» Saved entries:
_ _ _ _
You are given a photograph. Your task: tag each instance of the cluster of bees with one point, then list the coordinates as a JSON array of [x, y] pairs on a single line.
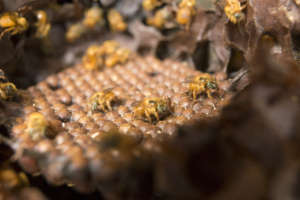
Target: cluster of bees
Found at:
[[11, 180], [94, 18], [109, 54], [8, 90], [234, 11], [14, 23], [162, 13], [153, 109]]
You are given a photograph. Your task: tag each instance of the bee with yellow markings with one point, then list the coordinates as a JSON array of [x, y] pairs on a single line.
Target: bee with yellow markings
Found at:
[[160, 18], [12, 180], [102, 101], [202, 84], [153, 109], [186, 12], [92, 59], [37, 125], [7, 91], [75, 31], [108, 54], [151, 4], [43, 26], [119, 57], [93, 17], [116, 21], [13, 23], [233, 10]]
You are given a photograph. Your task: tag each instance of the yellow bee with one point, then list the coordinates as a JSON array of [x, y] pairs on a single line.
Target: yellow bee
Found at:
[[13, 23], [186, 12], [187, 4], [116, 21], [102, 101], [233, 11], [92, 59], [160, 18], [3, 78], [119, 57], [110, 46], [108, 54], [75, 31], [42, 24], [151, 4], [10, 179], [7, 91], [153, 109], [37, 125], [203, 83], [92, 17]]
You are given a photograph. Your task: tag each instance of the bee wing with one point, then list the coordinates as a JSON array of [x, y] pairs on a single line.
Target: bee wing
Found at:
[[108, 89], [189, 79], [32, 5]]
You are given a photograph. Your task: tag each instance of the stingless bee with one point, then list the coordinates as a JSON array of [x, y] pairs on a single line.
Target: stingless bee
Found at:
[[151, 4], [233, 11], [3, 78], [12, 180], [8, 91], [203, 83], [116, 21], [102, 101], [92, 17], [92, 59], [119, 57], [75, 31], [186, 12], [153, 109], [37, 125], [108, 54], [13, 23], [43, 26], [160, 18]]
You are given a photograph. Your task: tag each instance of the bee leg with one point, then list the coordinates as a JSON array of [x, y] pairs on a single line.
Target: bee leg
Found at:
[[209, 94], [108, 105], [148, 116], [194, 95], [103, 107], [5, 31], [3, 95], [156, 116]]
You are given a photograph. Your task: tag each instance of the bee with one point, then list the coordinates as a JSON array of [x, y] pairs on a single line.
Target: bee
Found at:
[[187, 4], [203, 83], [153, 109], [11, 180], [110, 46], [160, 18], [151, 4], [108, 54], [119, 57], [37, 125], [92, 17], [75, 31], [8, 91], [233, 11], [13, 23], [92, 59], [102, 101], [186, 12], [43, 26], [3, 78], [116, 21]]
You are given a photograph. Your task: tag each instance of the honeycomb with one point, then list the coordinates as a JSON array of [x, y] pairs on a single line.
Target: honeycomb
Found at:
[[63, 99]]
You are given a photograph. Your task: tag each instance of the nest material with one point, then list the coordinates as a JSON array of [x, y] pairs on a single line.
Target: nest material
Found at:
[[74, 154]]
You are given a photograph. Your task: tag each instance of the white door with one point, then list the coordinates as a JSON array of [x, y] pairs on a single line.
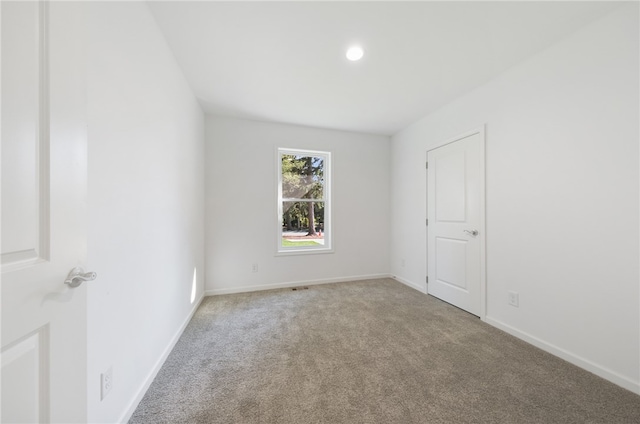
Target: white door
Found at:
[[455, 231], [43, 212]]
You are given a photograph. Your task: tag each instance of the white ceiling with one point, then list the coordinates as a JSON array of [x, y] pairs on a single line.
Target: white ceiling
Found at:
[[285, 61]]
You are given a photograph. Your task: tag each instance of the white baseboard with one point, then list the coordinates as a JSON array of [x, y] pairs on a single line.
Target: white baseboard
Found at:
[[420, 288], [585, 364], [156, 367], [245, 289]]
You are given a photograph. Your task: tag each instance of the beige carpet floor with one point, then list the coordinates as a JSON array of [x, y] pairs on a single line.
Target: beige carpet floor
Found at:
[[366, 352]]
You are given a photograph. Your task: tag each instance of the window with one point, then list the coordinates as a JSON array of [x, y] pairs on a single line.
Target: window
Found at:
[[304, 201]]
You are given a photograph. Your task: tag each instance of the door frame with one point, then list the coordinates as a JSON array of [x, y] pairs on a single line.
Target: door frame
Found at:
[[482, 227]]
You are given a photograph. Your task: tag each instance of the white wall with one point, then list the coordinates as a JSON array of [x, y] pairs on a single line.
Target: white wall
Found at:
[[146, 203], [241, 206], [562, 196]]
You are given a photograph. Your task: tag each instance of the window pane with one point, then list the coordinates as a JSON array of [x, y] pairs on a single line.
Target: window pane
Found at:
[[302, 224], [302, 177]]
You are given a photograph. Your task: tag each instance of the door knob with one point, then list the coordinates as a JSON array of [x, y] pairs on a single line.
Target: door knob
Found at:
[[77, 276]]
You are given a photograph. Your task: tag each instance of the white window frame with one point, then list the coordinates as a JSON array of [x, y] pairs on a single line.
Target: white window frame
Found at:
[[327, 232]]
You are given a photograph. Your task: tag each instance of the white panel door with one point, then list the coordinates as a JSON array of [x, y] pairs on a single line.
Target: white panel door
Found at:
[[43, 212], [455, 212]]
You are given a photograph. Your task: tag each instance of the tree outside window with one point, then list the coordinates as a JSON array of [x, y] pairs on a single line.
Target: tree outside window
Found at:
[[303, 201]]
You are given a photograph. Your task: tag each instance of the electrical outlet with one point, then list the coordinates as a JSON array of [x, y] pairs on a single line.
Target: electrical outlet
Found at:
[[106, 383]]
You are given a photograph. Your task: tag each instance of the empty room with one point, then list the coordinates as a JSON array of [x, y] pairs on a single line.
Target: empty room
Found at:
[[247, 212]]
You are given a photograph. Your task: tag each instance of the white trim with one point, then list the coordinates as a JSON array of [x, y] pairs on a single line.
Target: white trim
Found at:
[[482, 227], [585, 364], [158, 365], [408, 283], [245, 289]]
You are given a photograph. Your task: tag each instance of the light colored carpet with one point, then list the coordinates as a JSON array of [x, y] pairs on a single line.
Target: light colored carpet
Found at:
[[366, 352]]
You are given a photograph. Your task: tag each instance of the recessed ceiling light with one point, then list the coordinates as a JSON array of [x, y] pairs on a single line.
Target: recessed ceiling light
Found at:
[[355, 53]]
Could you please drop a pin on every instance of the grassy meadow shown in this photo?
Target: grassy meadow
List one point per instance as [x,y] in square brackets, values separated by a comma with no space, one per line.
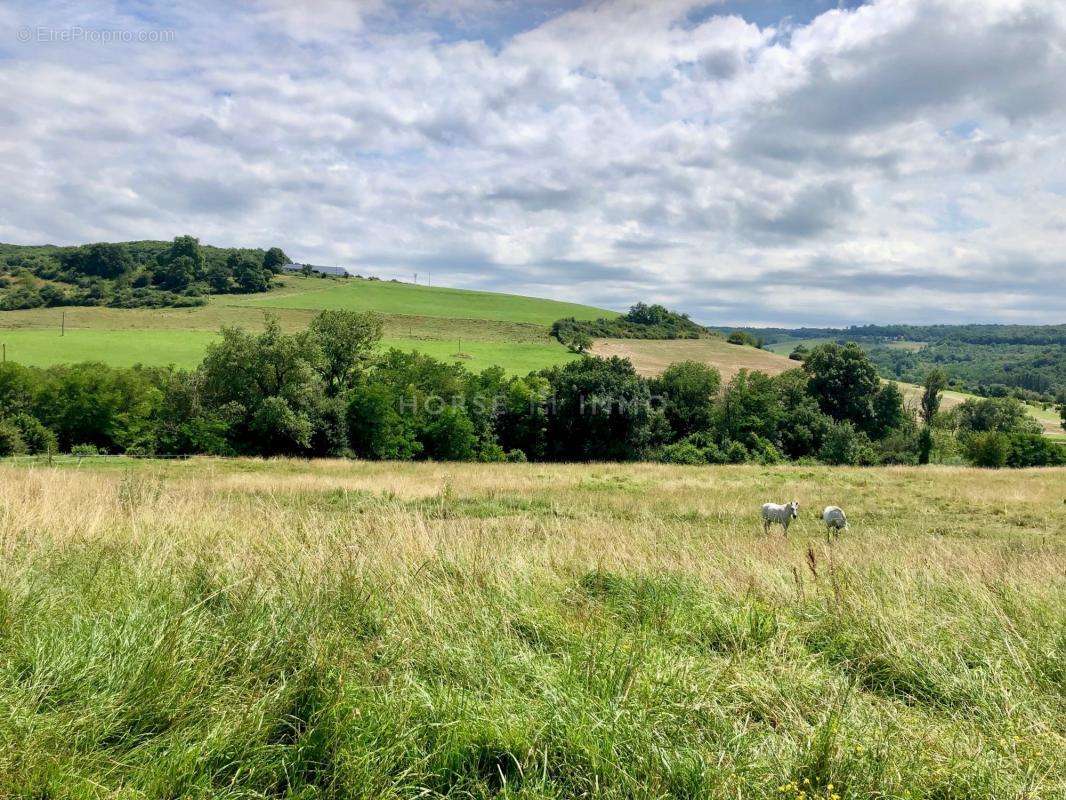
_ _ _ _
» Aim of the task:
If the string "panel" appears in a line of the data above, that line counts. State how many such lines there are and nothing more.

» Answer for the task:
2